(TASK TO CARRY OUT) Copy verbatim the items from the beginning through the line containing "pixel 798 182", including that line. Leave the pictures out of your copy.

Items excerpted from a collection
━━━━━━━━━━
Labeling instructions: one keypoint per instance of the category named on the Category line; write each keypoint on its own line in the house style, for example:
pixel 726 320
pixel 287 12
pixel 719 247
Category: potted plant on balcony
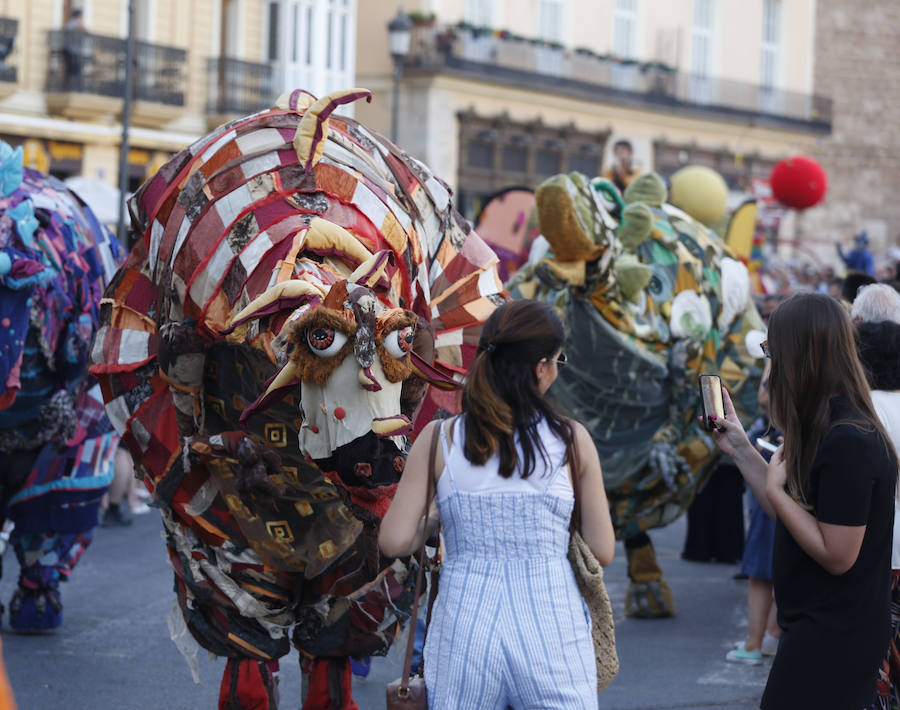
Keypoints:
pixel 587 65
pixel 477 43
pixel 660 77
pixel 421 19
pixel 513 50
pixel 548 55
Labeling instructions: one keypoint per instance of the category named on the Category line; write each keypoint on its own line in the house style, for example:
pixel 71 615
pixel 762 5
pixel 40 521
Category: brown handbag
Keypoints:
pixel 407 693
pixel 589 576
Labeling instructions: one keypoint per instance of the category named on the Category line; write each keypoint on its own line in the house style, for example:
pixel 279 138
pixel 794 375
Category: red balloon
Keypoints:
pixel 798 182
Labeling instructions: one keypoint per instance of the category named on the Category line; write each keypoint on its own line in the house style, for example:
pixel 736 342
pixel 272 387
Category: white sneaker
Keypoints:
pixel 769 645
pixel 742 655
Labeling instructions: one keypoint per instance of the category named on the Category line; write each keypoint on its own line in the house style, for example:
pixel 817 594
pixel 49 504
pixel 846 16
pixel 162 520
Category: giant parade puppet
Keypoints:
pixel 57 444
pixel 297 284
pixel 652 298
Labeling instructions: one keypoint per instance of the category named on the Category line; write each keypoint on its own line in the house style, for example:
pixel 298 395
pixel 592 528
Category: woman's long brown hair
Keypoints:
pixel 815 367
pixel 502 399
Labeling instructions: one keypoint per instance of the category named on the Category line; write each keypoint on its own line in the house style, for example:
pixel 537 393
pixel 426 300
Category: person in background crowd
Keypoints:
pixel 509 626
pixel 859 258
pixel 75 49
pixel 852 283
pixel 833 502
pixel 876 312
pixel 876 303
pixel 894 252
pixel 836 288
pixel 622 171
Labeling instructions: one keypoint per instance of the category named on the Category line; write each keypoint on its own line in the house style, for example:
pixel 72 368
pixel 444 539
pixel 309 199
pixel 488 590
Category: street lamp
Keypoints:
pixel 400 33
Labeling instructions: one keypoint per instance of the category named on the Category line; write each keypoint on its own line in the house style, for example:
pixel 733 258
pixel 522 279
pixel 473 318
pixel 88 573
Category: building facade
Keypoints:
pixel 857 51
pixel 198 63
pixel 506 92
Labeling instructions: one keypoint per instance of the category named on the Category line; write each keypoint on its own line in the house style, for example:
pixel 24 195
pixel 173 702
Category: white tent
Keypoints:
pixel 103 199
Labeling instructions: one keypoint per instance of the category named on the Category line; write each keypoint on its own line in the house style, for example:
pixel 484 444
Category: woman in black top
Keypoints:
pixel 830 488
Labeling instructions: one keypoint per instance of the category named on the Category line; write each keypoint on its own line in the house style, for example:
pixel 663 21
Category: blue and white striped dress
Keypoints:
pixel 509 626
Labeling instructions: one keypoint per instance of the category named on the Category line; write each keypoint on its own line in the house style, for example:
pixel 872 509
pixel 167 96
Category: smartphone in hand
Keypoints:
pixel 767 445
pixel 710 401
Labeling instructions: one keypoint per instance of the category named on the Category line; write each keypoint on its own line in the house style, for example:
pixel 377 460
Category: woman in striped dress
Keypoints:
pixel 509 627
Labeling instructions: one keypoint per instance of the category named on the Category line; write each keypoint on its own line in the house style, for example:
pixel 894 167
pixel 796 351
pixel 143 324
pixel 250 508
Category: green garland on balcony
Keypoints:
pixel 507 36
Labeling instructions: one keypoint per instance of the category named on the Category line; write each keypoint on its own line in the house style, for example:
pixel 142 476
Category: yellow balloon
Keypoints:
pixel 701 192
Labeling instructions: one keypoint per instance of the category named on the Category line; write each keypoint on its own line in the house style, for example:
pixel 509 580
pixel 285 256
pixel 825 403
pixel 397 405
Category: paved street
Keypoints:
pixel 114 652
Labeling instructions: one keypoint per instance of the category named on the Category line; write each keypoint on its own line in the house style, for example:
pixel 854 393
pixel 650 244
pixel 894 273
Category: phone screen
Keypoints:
━━━━━━━━━━
(SOLVED PROBLEM)
Labeling instructions: one keypoint per instance of the category named on the Category line; write each keypoint on its own line in the house style, for example:
pixel 726 320
pixel 287 12
pixel 719 247
Category: potted plant on balcony
Keypoints:
pixel 587 65
pixel 477 43
pixel 660 77
pixel 421 19
pixel 513 50
pixel 548 55
Labeling instructions: one keypoint per instance of the category named on the Category line; write each keypoint on its own line in the house style, for example:
pixel 71 615
pixel 762 5
pixel 40 521
Category: brown handbag
Keypoints:
pixel 407 693
pixel 589 576
Labeling instructions: one keypoint per instance of the category named on the Category line; write each keypoint on its own line in the house style, for example:
pixel 279 138
pixel 794 375
Category: red balloon
Keypoints:
pixel 798 182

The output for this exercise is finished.